- Activity 1:
In the passage below on Maryland courts reopening, rewrite the paragraph beginning "The survey also demonstrated" as a brief bulleted list that keeps its main facts.
- Activity 2:
In the passage below on Maryland courts reopening, the paragraph beginning "Recently, the MSBA surveyed members" names people attorneys work with who may not be vaccinated. List all of them.

**** Passage shown ****

On April 26, 2021, Maryland courts will transition into Phase 5 of its coronavirus phased reopening Plan, during which they will become fully operational. Although many attorneys are eager to resume standard practices, some have reservations due to challenges the reopening could present.
Recently, the MSBA surveyed members regarding their thoughts about vaccination efforts and the reopening of the courts. The survey revealed that one of the foremost concerns about courts reopening is how it will impact people’s health. Presently, approximately 30% of Marylanders are fully vaccinated. While many attorneys are among those vaccinated, members of their support staff and their clients are not. Several attorneys have also noted that they often work with interpreters and other outside contractors, some of whom have not yet been able to get vaccinated. Additionally, lawyers in numerous practice areas work with clients in underserved areas who do not have access to vaccines. Thus, although the health of practicing attorneys may be protected they may have to place the health of others in jeopardy to attend court proceedings.
The survey also demonstrated that not all attorneys wish to receive the vaccine. Some people have noted that the vaccines are experimental and underwent a relatively short testing period, and they have uncertainties regarding their safety. For example, many people have opted not to receive them due to the lack of information regarding the long-term effects of the vaccines, or the potential health risks for women of childbearing age.
Many of those with pre-existing medical conditions also object to the idea of having to disclose private health issues to their clients or the court in order to obtain permission to deviate from the current procedures. Others have religious objections to vaccinations or are precluded from taking them due to underlying health conditions. Regardless of their reasons for declining to receive a vaccine, unvaccinated attorneys may nonetheless face the risk of contracting the coronavirus if they are compelled to interact with people in the courthouses.
Recent articles in the New York Times and the Baltimore Sun revealed that many practitioners are apprehensive about the impact pandemic-related safety measures may have on cases as well. Although they recognize the value of resuming in-person trials and hearings, they are worried that doing so with restrictions could unjustly impair their ability to fully protect the interests of their clients. It has been noted that masks may make it more difficult to gauge the credibility of witnesses or to determine what impact testimony or evidence has on jurors and judges.
There are also concerns that the pandemic will adversely affect jury selection, as many jurors may be afraid to serve due to concerns about potential exposure to COVID-19. In turn, this could result in a smaller and less diverse jury pool, potentially impair the right of both criminal defendants and civil litigants to a trial before a jury of their peers. Among those surveyed by the MSBA, some lawyers noted that while virtual proceedings are available in many courts, they that it is prejudicial to their clients to not have them physically present, especially during cross-examination and questioning of other witnesses.

**** Data extract ****

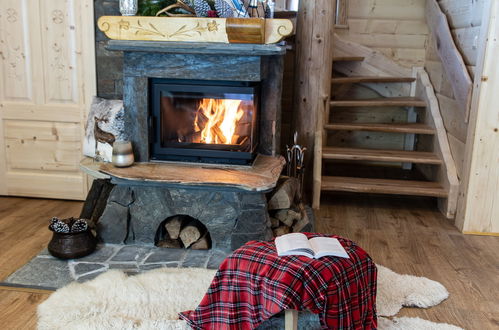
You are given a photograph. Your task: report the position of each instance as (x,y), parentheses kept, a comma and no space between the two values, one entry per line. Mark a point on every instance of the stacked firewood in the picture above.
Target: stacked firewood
(184,232)
(287,212)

****

- Written reply 1:
- The survey showed that not all attorneys want the vaccine.
- Some people have noted that the vaccines are experimental, had a relatively short testing period, and raise uncertainties about safety.
- Many people have opted not to receive them because of:
  - the lack of information on long-term effects
  - potential health risks for women of childbearing age

- Written reply 2:
- Members of attorneys' support staff
- Clients, including clients in underserved areas who do not have access to vaccines
- Interpreters
- Other outside contractors